(SUPPLIED DATA Opens)

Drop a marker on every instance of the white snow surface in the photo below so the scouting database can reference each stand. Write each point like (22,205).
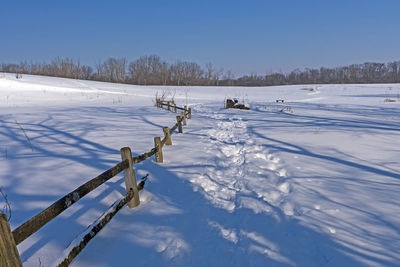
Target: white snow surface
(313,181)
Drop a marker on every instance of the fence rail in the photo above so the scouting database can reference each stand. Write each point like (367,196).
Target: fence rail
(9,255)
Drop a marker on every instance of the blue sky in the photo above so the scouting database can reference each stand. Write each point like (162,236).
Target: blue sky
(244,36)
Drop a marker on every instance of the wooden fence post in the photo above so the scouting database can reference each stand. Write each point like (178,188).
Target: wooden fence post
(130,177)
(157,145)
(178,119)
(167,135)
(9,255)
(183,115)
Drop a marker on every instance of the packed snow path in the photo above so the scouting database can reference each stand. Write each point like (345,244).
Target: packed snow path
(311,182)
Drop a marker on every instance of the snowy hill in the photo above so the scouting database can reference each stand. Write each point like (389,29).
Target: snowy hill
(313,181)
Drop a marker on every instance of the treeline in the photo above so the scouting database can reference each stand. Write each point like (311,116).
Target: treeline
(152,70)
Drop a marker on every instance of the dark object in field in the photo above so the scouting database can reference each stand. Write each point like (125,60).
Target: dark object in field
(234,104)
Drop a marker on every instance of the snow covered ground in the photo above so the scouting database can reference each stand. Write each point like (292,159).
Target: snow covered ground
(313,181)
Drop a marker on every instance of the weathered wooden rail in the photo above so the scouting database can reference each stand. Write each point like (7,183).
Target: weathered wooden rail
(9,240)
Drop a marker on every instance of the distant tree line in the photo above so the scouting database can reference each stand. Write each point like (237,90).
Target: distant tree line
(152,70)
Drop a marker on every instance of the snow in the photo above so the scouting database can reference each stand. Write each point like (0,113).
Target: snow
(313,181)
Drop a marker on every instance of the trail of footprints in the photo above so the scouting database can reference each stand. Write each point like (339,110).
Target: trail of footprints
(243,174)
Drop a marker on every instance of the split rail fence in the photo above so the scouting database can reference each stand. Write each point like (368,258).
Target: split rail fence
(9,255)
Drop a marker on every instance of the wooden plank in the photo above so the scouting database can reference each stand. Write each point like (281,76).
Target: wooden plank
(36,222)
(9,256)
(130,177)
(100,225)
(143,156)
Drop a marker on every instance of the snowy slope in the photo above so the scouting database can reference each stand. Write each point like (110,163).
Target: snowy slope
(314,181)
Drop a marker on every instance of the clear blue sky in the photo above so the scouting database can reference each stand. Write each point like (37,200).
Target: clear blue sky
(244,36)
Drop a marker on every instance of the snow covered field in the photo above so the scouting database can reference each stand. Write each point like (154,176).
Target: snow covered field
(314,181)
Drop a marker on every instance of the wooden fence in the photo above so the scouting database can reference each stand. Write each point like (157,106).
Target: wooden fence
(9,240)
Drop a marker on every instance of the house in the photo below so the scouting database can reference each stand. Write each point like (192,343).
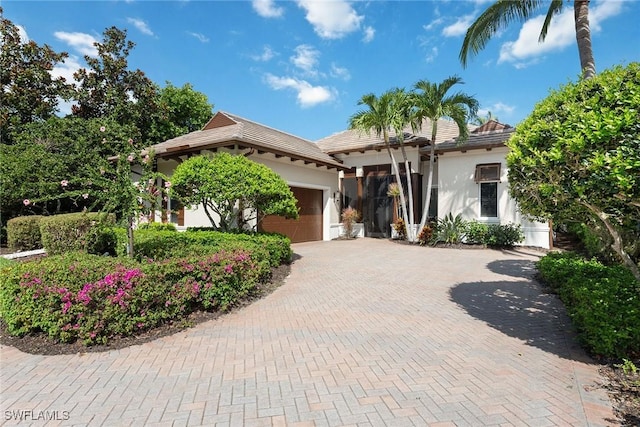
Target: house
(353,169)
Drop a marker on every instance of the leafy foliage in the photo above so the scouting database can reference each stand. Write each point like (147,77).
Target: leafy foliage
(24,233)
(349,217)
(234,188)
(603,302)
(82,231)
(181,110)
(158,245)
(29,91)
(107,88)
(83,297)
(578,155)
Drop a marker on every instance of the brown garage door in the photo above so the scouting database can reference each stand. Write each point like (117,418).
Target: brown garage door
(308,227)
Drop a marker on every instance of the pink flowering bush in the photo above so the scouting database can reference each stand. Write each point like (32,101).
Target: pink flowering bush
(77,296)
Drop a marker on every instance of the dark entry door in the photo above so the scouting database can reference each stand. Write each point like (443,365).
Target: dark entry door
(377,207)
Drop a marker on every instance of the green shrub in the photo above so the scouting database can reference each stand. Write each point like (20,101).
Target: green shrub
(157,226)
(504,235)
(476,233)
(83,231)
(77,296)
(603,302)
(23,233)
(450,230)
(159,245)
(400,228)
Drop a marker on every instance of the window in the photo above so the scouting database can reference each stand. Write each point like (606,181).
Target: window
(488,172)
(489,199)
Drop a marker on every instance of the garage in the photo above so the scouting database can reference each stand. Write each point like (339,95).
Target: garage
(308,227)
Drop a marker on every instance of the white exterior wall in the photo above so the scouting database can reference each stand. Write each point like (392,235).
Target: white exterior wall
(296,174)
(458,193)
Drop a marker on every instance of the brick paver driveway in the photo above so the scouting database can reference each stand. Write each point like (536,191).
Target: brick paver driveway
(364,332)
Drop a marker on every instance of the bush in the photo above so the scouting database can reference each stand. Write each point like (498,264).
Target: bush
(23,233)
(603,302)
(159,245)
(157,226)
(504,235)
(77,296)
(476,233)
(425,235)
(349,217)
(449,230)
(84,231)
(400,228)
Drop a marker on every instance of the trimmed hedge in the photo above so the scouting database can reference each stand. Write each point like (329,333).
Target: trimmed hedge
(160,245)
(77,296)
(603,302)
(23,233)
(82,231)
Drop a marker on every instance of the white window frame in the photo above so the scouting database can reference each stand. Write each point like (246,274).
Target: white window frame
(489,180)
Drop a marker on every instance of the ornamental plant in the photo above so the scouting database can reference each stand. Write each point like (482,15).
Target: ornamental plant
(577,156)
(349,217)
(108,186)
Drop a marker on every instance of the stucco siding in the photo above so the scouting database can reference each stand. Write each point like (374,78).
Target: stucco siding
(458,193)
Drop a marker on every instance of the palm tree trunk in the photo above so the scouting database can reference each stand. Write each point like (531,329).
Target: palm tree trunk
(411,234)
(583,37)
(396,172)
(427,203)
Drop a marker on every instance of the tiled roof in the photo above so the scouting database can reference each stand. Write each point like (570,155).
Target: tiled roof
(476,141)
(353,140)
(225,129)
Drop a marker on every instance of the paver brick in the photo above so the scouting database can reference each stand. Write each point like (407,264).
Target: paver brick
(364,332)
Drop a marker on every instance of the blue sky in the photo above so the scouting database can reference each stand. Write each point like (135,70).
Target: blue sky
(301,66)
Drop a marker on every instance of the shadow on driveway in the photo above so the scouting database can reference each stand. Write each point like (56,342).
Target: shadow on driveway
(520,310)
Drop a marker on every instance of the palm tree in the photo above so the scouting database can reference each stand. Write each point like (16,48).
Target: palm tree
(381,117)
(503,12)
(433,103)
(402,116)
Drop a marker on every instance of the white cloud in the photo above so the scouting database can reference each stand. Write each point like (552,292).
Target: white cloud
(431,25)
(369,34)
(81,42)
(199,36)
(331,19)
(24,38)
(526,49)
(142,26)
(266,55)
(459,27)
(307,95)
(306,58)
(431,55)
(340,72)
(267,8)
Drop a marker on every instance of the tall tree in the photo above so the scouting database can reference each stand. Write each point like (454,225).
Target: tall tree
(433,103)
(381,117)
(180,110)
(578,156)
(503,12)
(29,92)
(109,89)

(SUPPLIED DATA Closes)

EXERCISE GOAL: Starting at the line that contains "Drop a marker on every instance of the tall", write out every line through the last one in the data above, exactly as it stands.

RESULT OF THIS EXERCISE:
Drop a marker on every instance of the tall tree in the photo above so the scouting database can reference each stand. Write each point like (454,225).
Target: tall tree
(433,103)
(381,117)
(180,110)
(578,156)
(503,12)
(29,92)
(109,89)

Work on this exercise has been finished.